◆ **READING TEXT**:
— Begin —

Managing HP Serviceguard for Linux, Sixth Edition, August 2006

Designing Highly Available Cluster Applications
Automating Application Operation
Appendix B 299
Define Application Startup and Shutdown
Applications must be restartable without manual intervention. If the
application requires a switch to be flipped on a piece of hardware, then
automated restart is impossible. Procedures for application startup,
shutdown and monitoring must be created so that the HA software can
perform these functions automatically.
To ensure automated response, there should be defined procedures for
starting up the application and stopping the application. In Serviceguard
these procedures are placed in the package control script. These
procedures must check for errors and return status to the HA control
software. The startup and shutdown should be command-line driven and
not interactive unless all of the answers can be predetermined and
scripted.
In an HA failover environment, HA software restarts the application on
a surviving system in the cluster that has the necessary resources, like
access to the necessary disk drives. The application must be restartable
in two aspects:
It must be able to restart and recover on the backup system (or on
the same system if the application restart option is chosen).
It must be able to restart if it fails during the startup and the cause
of the failure is resolved.
Application administrators need to learn to startup and shutdown
applications using the appropriate HA commands. Inadvertently
shutting down the application directly will initiate an unwanted failover.
Application administrators also need to be careful that they don't
accidently shut down a production instance of an application rather than
a test instance in a development environment.
A mechanism to monitor whether the application is active is necessary so
that the HA software knows when the application has failed. This may
be as simple as a script that issues the command ps -ef | grep xxx for
all the processes belonging to the application.
To reduce the impact on users, the application should not simply abort in
case of error, since aborting would cause an unneeded failover to a
backup system. Applications should determine the exact error and take
specific action to recover from the error rather than, for example,
aborting upon receipt of any error.

— End —

◆ **RECORDED DATA**:

— Begin —

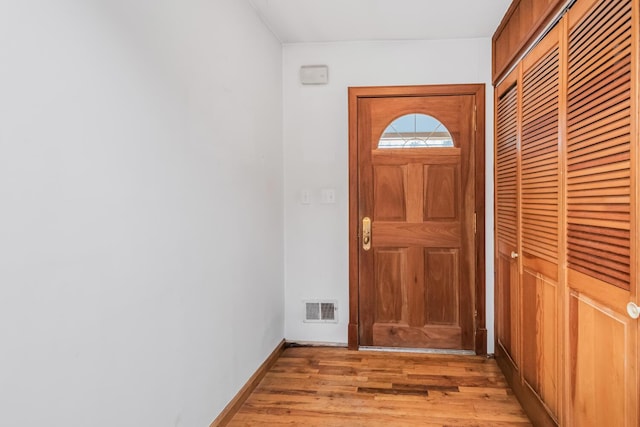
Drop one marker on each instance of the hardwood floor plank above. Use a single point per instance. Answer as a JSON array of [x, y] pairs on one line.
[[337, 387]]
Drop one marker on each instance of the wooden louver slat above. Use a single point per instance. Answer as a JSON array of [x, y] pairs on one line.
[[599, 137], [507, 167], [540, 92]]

— End —
— Begin —

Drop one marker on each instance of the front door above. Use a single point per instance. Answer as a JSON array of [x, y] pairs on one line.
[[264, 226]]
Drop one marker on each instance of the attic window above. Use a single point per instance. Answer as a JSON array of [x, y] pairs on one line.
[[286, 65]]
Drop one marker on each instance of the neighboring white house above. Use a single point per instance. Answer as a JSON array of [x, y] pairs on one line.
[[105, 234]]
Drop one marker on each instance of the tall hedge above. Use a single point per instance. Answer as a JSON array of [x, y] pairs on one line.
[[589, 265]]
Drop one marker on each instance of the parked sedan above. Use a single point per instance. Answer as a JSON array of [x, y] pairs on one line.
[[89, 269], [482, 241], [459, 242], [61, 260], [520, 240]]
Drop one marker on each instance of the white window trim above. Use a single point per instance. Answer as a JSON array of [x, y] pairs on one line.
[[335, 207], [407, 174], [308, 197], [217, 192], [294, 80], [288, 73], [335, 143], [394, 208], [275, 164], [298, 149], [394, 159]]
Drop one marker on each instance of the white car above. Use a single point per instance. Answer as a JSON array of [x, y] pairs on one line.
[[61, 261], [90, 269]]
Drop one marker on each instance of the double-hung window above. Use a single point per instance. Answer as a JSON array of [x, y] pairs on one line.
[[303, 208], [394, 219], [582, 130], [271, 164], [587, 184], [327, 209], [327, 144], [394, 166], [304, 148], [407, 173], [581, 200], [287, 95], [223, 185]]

— End —

◆ **PROBLEM**:
Answer each question briefly, using the Serviceguard text.
(a) In Serviceguard, where are the procedures for starting and stopping the application placed?
(b) What does inadvertently shutting down the application directly initiate?
(c) What command may a simple monitoring script issue for all the processes belonging to the application?

◆ **ANSWER TO THE PROBLEM**:
(a) In the package control script.
(b) An unwanted failover.
(c) ps -ef | grep xxx